> Given text:
++++++++

In an act that sharply divided my colleagues, a few months ago I turned off my voicemail on my phone. I can't recommend it enough. My first steps toward this decision were respectful and permission-based. For months my voicemail message plaintively asked callers "not to leave messages here - but to text or email instead".

Even with that request so often I'd emerge from a tube station to be presented with the stern, leering tape symbol. The LED equivalent of your ears burning. I'd call back only to endure familiar listless drone followed by an unintelligible number. That was the worst thing about voicemails - unlike the new Robbie Williams record, you can't get away with listening to them just once.

Like emails, voicemails are totally broken but no one seems prepared to accept it. It seems that the essence of all communication is to understand that in every circumstance there is a mismatch between "message transmitted" and "message received". Yes, dear colleague, you may well have typed out very clearly over two pages the new procedure for dealing with invoice queries. I read it as boring dirge - and filed it "come back to when confined to bed on doctor's orders."

Like email, voicemail makes the mistake of thinking that the more expansive the communication the greater the clarity. Unfortunately the trade-off here is that no one wants to stick around to hear it. Tomi Ahonen - a consultant who has worked with brands like Nokia - has produced some highly plausible research about the impact of brevity on communication. His findings are stunning. The average text message is answered in four minutes. The average email is opened (not even responded to, just opened) in two days. Text messages are 720 times quicker than emails. And to a large extent that means they are more effective. You want to get your point across? Send them a text.

++++++++

> Stored data:
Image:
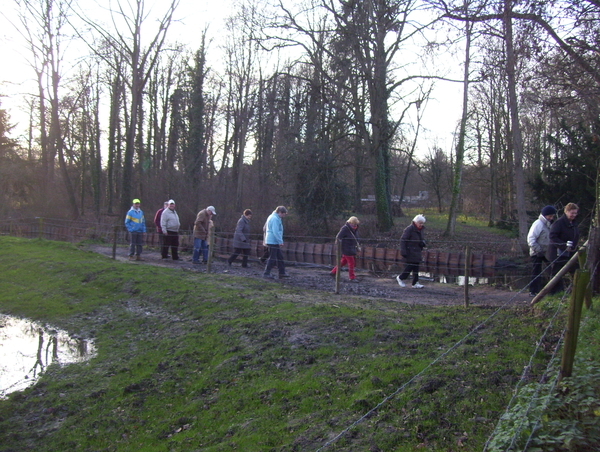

++++++++

> Requests:
A) Using the voicemail piece, explain why the writer considers text messages more effective than email.
B) Reproduce the voicemail piece verbatim from "Like email, voicemail" to "them a text.".
The material comes from another source.

> Solutions by task:
A) Text messages get answered much faster. The average text is answered in four minutes, while the average email is only opened after two days, which makes texts 720 times quicker.

B)
Like email, voicemail makes the mistake of thinking that the more expansive the communication the greater the clarity. Unfortunately the trade-off here is that no one wants to stick around to hear it. Tomi Ahonen - a consultant who has worked with brands like Nokia - has produced some highly plausible research about the impact of brevity on communication. His findings are stunning. The average text message is answered in four minutes. The average email is opened (not even responded to, just opened) in two days. Text messages are 720 times quicker than emails. And to a large extent that means they are more effective. You want to get your point across? Send them a text.